- [DIRECTIVE]: Convert the following lines into a numbered list, omitting any blank lines.

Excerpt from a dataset
----------------

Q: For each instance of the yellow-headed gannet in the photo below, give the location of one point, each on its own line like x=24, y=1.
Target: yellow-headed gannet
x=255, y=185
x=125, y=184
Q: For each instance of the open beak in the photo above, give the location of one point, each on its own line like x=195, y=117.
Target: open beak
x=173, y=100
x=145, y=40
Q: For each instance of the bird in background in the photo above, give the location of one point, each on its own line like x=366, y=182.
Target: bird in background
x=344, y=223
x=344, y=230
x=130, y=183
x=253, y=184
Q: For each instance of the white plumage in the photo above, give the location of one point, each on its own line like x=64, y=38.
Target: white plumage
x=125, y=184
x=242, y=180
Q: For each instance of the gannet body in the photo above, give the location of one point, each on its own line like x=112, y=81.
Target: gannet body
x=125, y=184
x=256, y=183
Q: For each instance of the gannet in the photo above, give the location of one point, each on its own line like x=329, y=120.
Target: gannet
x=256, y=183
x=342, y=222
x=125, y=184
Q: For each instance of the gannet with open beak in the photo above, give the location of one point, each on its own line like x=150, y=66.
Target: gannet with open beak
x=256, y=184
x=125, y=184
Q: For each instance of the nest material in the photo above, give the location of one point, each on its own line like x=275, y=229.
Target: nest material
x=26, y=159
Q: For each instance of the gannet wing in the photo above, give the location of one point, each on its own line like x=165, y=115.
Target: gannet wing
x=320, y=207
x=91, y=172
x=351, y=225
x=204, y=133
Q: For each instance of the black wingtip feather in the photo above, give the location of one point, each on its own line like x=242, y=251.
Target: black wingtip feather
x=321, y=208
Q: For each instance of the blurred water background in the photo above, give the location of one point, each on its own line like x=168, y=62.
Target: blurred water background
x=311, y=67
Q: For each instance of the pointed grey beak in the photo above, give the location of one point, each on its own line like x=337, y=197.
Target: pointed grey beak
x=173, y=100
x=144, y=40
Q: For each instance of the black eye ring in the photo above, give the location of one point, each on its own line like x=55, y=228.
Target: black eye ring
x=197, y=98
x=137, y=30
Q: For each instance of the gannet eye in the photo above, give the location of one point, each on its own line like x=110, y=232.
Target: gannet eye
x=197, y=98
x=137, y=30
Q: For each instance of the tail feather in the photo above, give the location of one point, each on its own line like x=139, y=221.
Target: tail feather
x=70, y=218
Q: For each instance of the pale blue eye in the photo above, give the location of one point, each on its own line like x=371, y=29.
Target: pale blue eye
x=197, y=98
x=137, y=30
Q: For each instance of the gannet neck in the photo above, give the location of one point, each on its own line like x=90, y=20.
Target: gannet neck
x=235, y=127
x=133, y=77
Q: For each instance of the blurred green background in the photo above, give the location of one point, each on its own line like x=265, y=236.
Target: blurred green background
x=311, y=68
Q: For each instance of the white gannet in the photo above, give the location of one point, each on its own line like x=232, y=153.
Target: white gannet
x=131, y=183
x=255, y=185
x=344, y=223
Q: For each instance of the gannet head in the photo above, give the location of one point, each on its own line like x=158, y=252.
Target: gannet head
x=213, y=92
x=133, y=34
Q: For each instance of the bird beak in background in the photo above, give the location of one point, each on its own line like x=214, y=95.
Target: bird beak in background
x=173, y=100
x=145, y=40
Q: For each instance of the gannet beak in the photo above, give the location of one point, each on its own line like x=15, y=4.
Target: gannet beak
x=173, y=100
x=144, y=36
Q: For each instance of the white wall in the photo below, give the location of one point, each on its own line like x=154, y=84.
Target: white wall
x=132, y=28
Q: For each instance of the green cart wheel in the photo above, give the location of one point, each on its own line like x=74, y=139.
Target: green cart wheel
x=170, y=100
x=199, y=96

----------------

- [EXERCISE OUTPUT]:
1. Q: For each instance of the yellow-headed gannet in the photo below, give the location of one point, each on its own line like x=24, y=1.
2. Target: yellow-headed gannet
3. x=255, y=185
4. x=125, y=184
5. Q: For each instance of the open beak in the photo above, give the location of one point, each on its own line like x=195, y=117.
6. Target: open beak
7. x=173, y=100
8. x=145, y=40
9. Q: For each instance of the bird in background in the photo above, give the location of one point, each on its own line like x=366, y=182.
10. Target: bird in background
11. x=344, y=223
12. x=344, y=230
13. x=130, y=183
14. x=253, y=184
15. Q: For each instance of the white plumage in the photo above, give the location of one point, each on its own line like x=64, y=38.
16. Target: white plumage
17. x=125, y=184
18. x=242, y=180
19. Q: For each instance of the gannet body in the photo above, give the location of one point, each on its own line like x=112, y=81.
20. Target: gannet body
21. x=125, y=184
22. x=256, y=183
23. Q: For each instance of the gannet in the photo above, give the location of one point, each on its own line like x=329, y=120.
24. Target: gannet
25. x=256, y=183
26. x=342, y=222
27. x=125, y=184
28. Q: For each instance of the gannet with open beak in the photo above, give the location of one point, each on its own line like x=150, y=66.
29. Target: gannet with open beak
30. x=256, y=184
31. x=125, y=184
32. Q: For each instance of the nest material in the photo above, give the location of one point, each on its own line like x=275, y=229.
33. Target: nest material
34. x=26, y=159
35. Q: For each instance of the gannet wing in the photo above, give the location of one point, each on its own line like x=165, y=115.
36. Target: gannet wing
37. x=320, y=207
38. x=91, y=172
39. x=351, y=225
40. x=204, y=133
41. Q: For each instance of the black wingtip feather in the photo above, give the location of one point, each on its own line like x=242, y=251.
42. Target: black wingtip feather
43. x=321, y=208
44. Q: For each instance of the blurred water background in the photo above, give the location of one point, each on its own line like x=168, y=62.
45. Target: blurred water background
46. x=311, y=67
47. Q: For each instance of the pointed grey beak in the photo above, give the location of one point, each on its own line like x=337, y=197.
48. Target: pointed grey beak
49. x=173, y=100
50. x=144, y=40
51. Q: For each instance of the black eye ring in the photo above, give the location of one point, each on its own line like x=55, y=228.
52. Target: black eye ring
53. x=197, y=98
54. x=137, y=30
55. Q: For each instance of the gannet eye in the photo above, give the location of one point, each on its own line like x=110, y=232.
56. Target: gannet eye
57. x=197, y=98
58. x=137, y=30
59. Q: For each instance of the tail feather in the photo above, give the location of one point, each on its own line like x=139, y=221.
60. Target: tail feather
61. x=70, y=218
62. Q: For each instance of the pale blue eye in the photo above, give the location of one point, each on its own line like x=371, y=29.
63. Target: pale blue eye
64. x=197, y=98
65. x=137, y=30
66. Q: For each instance of the gannet neck in the photo above, give the location of one point, each on its own line like x=90, y=20.
67. Target: gannet neck
68. x=235, y=127
69. x=133, y=77
70. Q: For each instance of the blurred green background in the photo above, give the location of one point, each on its own line like x=265, y=236.
71. Target: blurred green background
72. x=311, y=68
73. Q: For each instance of the white gannet in the photo above, give the location of one point, each on its own line like x=232, y=153.
74. Target: white gannet
75. x=131, y=183
76. x=255, y=185
77. x=344, y=223
78. Q: For each instance of the gannet head in the photo above, give the location of one point, each on its own line like x=158, y=252.
79. Target: gannet head
80. x=213, y=92
81. x=133, y=34
82. Q: For each instance of the bird beak in background in the photo above, give the location of one point, each on its own line like x=214, y=95.
83. Target: bird beak in background
84. x=173, y=100
85. x=145, y=40
86. Q: For each instance of the gannet beak in the photo above, give the location of one point, each on its own line like x=15, y=4.
87. Target: gannet beak
88. x=173, y=100
89. x=144, y=36
90. Q: For each instance of the white wall in the photo below, give the location of one point, each on its own line like x=154, y=84.
91. Target: white wall
92. x=132, y=28
93. Q: For each instance of the green cart wheel in the photo above, give the location of one point, each on its own line like x=74, y=139.
94. Target: green cart wheel
95. x=170, y=100
96. x=199, y=96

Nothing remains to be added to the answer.